++++ Textabschnitt

MC Yankoo: 381 Millionen Klicks

MC Yankoo: 381 Millionen Klicks

Der Wiener Rapper MC Yankoo ist im Netz größer als Conchita, Andreas Gabalier und Raf Camora. Warum gilt Österreichs größter YouTube-Star im eigenen Land dennoch fast nichts?

[Text zuerst erschienen in Profil]

Ihre Lippen sind pink, ihre Haare blond, und dazu schmettern die Trompeten. Milica Todorović und der Wiener MC Yankoo singen auf serbisch von einem Teufel, der ein Feuer zündet, von ihrem Goldschatz. “Moje Zlato“ war lange das meistgeklickte Musikvideo aus Österreich. Erst vor einigen Tagen wurde es von Andreas Gabaliers „Hulapalu“ überholt. 

Fast wäre “Moje Zlato“ nicht erschienen. Vor fünf Jahren war Milica Todorović in der Wien, der gemeinsame Booker hat sie in ein Wiener Studio gebracht. “Sie meinte, das will sie nicht singen, das ist der größte Schwachsinn“, erinnert sich MC Yankoo. “Nach der Aufnahme hat sie mich noch einmal angerufen, sie fand das nicht gut und meinte, ich habe sie überrollt.” Erst das Demo hat sie überzeugt. In dem geradlinigen Partysong rollen die Ziehharmonika-Phrasen, zum synkopischen Beat sollen die Leute ihre Hände in die Luft werfen, als hätten sie niemals Sorgen gehabt. Für einige Momente klappt das.

Beliebt ist “Moje Zlato“ vor allem am Balkan, aber nicht nur dort. Als Jugoslawien Anfang der 1990er-Jahre zerfiel und Krieg ausbrach, verstreute sich seine Diaspora über den Erdball, ganz besonders in Wien. Da wie dort waren Leute erstaunt, aber auch glücklich, als MC Yankoo jüngst zum ersten Mal einen Song auf Deutsch veröffentlicht hat. „Die Leute dachten, er ist Balkaner, fertig“, sagt er beim Interview im Wiener Café Rochus, zu dem er mit seinem Manager erscheint; „dabei habe ich immer gesagt, ich lebe in Wien.”

++++++++
++++ Gegebene Informationen

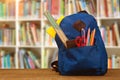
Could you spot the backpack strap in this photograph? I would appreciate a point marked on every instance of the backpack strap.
(54, 65)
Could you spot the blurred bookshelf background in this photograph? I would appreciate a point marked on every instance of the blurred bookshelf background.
(24, 43)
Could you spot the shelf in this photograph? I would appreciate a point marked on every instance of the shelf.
(107, 18)
(55, 46)
(29, 19)
(7, 46)
(8, 19)
(29, 46)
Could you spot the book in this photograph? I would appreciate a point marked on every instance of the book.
(34, 58)
(21, 54)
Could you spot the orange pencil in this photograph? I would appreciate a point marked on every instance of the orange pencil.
(92, 37)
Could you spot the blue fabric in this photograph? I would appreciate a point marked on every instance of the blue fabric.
(87, 60)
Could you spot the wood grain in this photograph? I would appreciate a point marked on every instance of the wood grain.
(48, 74)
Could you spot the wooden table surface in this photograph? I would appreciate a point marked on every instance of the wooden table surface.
(48, 74)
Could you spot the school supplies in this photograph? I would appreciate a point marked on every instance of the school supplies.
(78, 59)
(81, 40)
(51, 30)
(57, 28)
(92, 37)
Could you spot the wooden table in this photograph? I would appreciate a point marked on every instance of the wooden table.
(48, 74)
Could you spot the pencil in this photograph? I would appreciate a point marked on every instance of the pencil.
(58, 30)
(92, 37)
(88, 37)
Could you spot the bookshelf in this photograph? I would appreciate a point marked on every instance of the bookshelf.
(27, 26)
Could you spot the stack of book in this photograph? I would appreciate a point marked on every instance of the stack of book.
(110, 34)
(31, 32)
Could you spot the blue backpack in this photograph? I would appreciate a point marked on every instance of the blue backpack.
(80, 59)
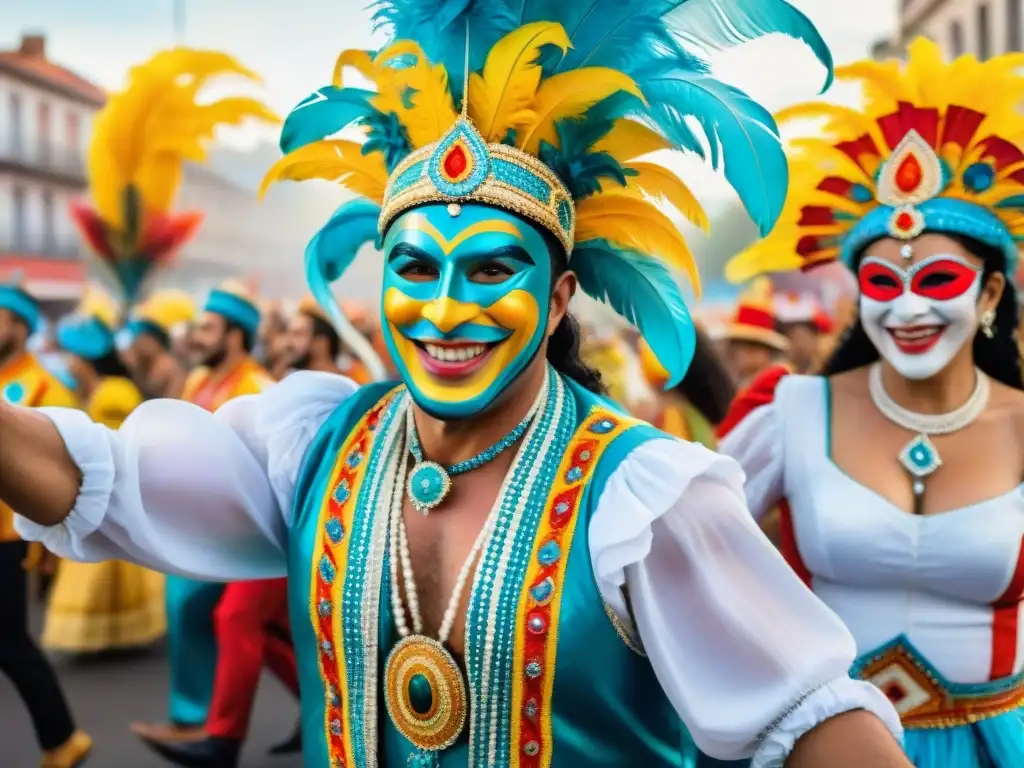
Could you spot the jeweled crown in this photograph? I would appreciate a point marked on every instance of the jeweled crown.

++++++++

* **Ziel**:
Entscheide, ob die Aussagen (a), (b) und (c) mit dem Text über MC Yankoo übereinstimmen, und begründe jedes Ja oder Nein mit den entscheidenden Worten des Textes als wörtlichem Zitat.
(a) „Moje Zlato“ ist zurzeit das meistgeklickte Musikvideo aus Österreich.
(b) Milica Todorović wollte den Song von Anfang an gern singen.
(c) MC Yankoo hat vor Kurzem erstmals einen Song auf Deutsch veröffentlicht.

* **Vollständige Antwort**:
(a) Nein: „Erst vor einigen Tagen wurde es von Andreas Gabaliers „Hulapalu“ überholt.“
(b) Nein: „Sie meinte, das will sie nicht singen, das ist der größte Schwachsinn“
(c) Ja: „als MC Yankoo jüngst zum ersten Mal einen Song auf Deutsch veröffentlicht hat“